■ Given task 1
Please change "smartwatch" to "wristwatch" in the records from the line with "image: white chrysanthemum." to the line with "[807,309,824,329]", and return only those lines with nothing else altered.

Drivers protest Uber: “This is an example of what’s wrong in politics.”

After Monday night speeches at the Wells Fargo Center,  Pennsylvania  delegates were shuttled back into Center City’s Doubletree hotel for a party hosted by Uber. There, they were met by protesting taxi and limousine drivers from the Fair Ride Philly Coalition.
According to the Fair Ride Philly announcement of the protest:

One of the main concerns of picketers is the recent deactivation of 17 Uber Black Limousine drivers that the coalition believes were retaliated against for their organizing for fair wages. Moreover, the deactivation is a microcosm of the broader problems of a company that inserts itself into the city’s transportation system with absolutely no regulation. Rida Ahmad a limousine driver for Uber explained his dire situation, “Uber has wrongfully retaliated against me and put me in $70K debt.” He continued, “I can’t appeal or do anything because there are no proper regulations. I blame PA Democrats because they gave temporary permission for Uber’s ride-sharing service to operate without any rules or laws.”

Connecting the plight of Limo drivers to the plight of cab drivers, Ron Blount, the President of the Taxi Workers Alliance said, “This is an example of what is wrong in politics.” He continued, “Uber is attempting to buy and bribe the political process so the multi-billion dollar company can get away with refusing to pay the minimum wage, stop workers from unionizing and refuse to offer service to the disabled.”

According to the Philadelphia Business Journal story, Uber maintains that the 17 deactivated drivers were dismissed because they were falsifying their locations in order to collect higher fares. The drivers deny the charges.

At 9 am the next morning, members of the Fair Ride coalition pleaded their case again with the Philadelphia Parking Authority. Replay the Facebook live video of that session.

Meanwhile, I opted not to go to the Wells Fargo Center Monday night, because there were heavy lightning storms. Instead, I hung out at a Convention Center watch party and caught a cab ride home with one of my regular drivers when the storms ended.

https://youtu.be/CYMG9DIJNRs

At the Wells Fargo Center

Entering the Wells Fargo Center
Entering the Wells Fargo Center on the Second day of the Democratic National Convention

On Tuesday, the day that Secretary Hillary Clinton became the official Democratic Party nominee, I made it to the Wells Fargo Center. As soon as I came through the security tent at the Wells Fargo Center, a staff member greeted me and offered to hail  a golf cart to take me to the door of the Convention. Not everyone was so lucky.  According to this story from Philadelphia’s NBC affiiliate, one Idaho man had to rely on his fellow delegates to help him over a curb at the Wells Fargo Center. The curb cut was blocked by a security fence erected to keep protesters at bay.

Entering the Wells Fargo Center is like coming upon a media bazaar. There’s a carnival of broadcast outlets, but instead of barkers, there are interns and production assistants button-holing people for interviews. I’ve got some more walking to do to find my assigned spot.

I’m almost in the top tier, on the right side and behind the stage. To see the speakers, I have to look at monitors on the side of the stage backdrop. I can see the bank of major print and online reporters on the floor working at tables with power outlets. I had almost been allowed by one volunteer,  but then another volunteer looked at my badge, consulted a color-coded chart and sent me up here, which is regular stadium seating.  I’m texting with delegates to line up interviews, but I have to persuade them to leave the floor. I can see the roll call, hear the excitement. I can also see some of the rows of seats empty out right after Sen. Bernie Sanders calls for Clinton’s nomination by acclamation. I get a text from a newspaper reporter friend about the protest in the media tent, but I’ve been told I don’t have access to it. I don’t even know where it is.

■ Given task 2
Reproduce the Uber protest article word for word from "Entering the Wells Fargo Center is" to "my assigned spot.".

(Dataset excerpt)
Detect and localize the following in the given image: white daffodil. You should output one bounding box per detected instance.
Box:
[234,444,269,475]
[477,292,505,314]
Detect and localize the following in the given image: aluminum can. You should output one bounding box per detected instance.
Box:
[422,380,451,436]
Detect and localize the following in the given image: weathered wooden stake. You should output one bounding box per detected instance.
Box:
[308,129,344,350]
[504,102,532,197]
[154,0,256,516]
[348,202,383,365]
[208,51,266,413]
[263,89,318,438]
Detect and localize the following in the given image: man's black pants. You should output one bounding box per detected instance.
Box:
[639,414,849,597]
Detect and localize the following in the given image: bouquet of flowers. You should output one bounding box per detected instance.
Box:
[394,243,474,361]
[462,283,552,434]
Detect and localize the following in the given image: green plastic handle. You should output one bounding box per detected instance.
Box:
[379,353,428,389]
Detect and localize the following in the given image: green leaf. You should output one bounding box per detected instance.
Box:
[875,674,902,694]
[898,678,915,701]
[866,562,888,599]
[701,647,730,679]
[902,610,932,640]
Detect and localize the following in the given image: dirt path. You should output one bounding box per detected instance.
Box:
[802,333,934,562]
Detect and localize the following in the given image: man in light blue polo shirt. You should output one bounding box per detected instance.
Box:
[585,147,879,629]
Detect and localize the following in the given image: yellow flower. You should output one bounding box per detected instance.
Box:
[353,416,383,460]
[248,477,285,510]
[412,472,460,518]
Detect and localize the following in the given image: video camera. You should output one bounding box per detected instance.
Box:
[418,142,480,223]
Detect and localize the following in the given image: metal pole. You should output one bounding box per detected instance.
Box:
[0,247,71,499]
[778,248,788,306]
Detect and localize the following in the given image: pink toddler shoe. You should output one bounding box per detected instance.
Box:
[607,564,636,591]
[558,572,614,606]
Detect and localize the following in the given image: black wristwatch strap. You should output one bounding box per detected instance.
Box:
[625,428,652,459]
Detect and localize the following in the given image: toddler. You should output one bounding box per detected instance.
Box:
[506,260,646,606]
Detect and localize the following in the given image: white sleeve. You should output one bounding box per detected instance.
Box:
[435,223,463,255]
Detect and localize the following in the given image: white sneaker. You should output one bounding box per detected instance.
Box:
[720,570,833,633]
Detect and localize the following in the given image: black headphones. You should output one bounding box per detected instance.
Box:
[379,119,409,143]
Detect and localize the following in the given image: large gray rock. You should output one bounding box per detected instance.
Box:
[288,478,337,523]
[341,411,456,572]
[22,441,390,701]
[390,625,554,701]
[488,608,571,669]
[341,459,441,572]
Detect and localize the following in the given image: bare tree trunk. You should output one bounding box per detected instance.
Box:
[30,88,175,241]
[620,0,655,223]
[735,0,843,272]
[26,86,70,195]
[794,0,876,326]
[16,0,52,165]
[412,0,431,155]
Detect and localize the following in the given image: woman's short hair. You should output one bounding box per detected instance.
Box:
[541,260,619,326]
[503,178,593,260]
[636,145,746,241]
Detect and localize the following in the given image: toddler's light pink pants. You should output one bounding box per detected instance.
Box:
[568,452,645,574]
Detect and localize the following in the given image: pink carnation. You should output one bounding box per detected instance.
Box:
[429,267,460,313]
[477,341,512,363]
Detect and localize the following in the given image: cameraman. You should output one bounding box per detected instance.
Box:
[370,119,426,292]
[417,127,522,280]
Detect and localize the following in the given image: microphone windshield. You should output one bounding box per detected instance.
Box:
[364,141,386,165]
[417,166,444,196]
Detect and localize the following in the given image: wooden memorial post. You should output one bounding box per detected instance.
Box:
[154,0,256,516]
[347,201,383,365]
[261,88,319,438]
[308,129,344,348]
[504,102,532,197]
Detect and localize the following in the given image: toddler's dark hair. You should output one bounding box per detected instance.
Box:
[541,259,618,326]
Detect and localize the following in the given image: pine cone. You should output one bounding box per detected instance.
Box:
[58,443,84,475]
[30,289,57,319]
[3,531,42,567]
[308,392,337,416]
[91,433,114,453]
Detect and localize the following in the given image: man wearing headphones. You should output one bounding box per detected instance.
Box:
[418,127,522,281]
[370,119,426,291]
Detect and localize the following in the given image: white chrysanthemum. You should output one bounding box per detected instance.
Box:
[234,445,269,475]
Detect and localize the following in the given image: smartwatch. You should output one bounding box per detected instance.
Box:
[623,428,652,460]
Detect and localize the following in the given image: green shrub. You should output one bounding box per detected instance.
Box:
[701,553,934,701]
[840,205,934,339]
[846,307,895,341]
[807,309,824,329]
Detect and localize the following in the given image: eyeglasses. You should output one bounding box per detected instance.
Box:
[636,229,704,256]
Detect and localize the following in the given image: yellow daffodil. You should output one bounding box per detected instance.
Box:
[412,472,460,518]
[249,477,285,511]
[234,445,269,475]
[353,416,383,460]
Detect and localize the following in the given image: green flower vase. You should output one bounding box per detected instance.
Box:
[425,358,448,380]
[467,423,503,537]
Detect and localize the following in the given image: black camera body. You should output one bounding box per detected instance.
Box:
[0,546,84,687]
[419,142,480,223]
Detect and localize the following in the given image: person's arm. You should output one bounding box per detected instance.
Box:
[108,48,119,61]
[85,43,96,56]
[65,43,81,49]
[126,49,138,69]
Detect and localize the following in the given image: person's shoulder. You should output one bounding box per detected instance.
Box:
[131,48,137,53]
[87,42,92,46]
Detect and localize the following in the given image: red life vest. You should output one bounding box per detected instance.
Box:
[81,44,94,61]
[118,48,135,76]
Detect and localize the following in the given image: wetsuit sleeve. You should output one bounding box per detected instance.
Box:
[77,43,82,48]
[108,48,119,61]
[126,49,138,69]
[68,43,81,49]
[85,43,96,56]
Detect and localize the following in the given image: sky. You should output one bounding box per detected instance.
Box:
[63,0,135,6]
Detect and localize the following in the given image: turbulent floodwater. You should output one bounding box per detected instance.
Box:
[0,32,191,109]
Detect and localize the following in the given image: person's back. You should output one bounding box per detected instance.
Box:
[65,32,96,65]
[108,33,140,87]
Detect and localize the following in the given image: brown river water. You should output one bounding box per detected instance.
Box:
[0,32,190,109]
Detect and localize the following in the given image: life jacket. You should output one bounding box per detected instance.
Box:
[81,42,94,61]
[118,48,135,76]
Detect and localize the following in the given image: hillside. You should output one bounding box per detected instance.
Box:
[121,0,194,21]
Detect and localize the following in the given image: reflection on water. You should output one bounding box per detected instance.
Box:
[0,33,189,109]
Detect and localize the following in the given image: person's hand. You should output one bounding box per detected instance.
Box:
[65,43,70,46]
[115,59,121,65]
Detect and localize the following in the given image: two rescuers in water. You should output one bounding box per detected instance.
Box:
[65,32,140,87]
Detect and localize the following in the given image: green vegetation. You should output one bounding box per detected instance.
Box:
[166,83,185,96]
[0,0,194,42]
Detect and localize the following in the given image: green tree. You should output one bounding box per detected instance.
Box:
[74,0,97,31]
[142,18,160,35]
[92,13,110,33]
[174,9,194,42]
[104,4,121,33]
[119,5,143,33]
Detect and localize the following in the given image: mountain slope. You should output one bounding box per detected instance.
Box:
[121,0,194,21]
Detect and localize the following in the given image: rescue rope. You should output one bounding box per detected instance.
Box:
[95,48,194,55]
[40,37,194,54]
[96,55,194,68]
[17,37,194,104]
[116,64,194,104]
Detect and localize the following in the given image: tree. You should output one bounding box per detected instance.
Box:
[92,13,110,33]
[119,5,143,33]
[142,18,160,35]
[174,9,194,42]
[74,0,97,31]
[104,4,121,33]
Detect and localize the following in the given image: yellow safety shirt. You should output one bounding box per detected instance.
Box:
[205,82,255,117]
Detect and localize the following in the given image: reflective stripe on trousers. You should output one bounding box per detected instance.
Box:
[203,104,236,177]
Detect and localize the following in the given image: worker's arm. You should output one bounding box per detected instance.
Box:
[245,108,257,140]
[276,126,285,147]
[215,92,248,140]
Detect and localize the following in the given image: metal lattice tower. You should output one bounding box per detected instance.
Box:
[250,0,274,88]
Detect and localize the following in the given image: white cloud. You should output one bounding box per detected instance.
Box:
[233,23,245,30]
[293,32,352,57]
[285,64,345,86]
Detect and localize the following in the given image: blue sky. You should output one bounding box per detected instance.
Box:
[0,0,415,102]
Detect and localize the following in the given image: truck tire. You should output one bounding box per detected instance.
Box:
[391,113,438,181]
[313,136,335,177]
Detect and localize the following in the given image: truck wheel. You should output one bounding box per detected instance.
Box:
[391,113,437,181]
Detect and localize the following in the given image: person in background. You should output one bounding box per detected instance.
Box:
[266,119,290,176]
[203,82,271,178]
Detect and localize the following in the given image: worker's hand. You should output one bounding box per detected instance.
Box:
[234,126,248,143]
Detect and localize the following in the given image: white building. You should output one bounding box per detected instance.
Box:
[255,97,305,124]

■ Finished answer 1
Detect and localize the following in the given image: white chrysanthemum. You should output one bounding box per detected instance.
Box:
[234,445,269,475]
Detect and localize the following in the given image: wristwatch. You should output one bounding box per detected instance.
Box:
[623,428,652,460]
Detect and localize the following in the given image: green shrub. You should output one bounding box per detected instance.
Box:
[701,553,934,701]
[840,205,934,339]
[846,307,895,341]
[807,309,824,329]

■ Finished answer 2
Entering the Wells Fargo Center is like coming upon a media bazaar. There’s a carnival of broadcast outlets, but instead of barkers, there are interns and production assistants button-holing people for interviews. I’ve got some more walking to do to find my assigned spot.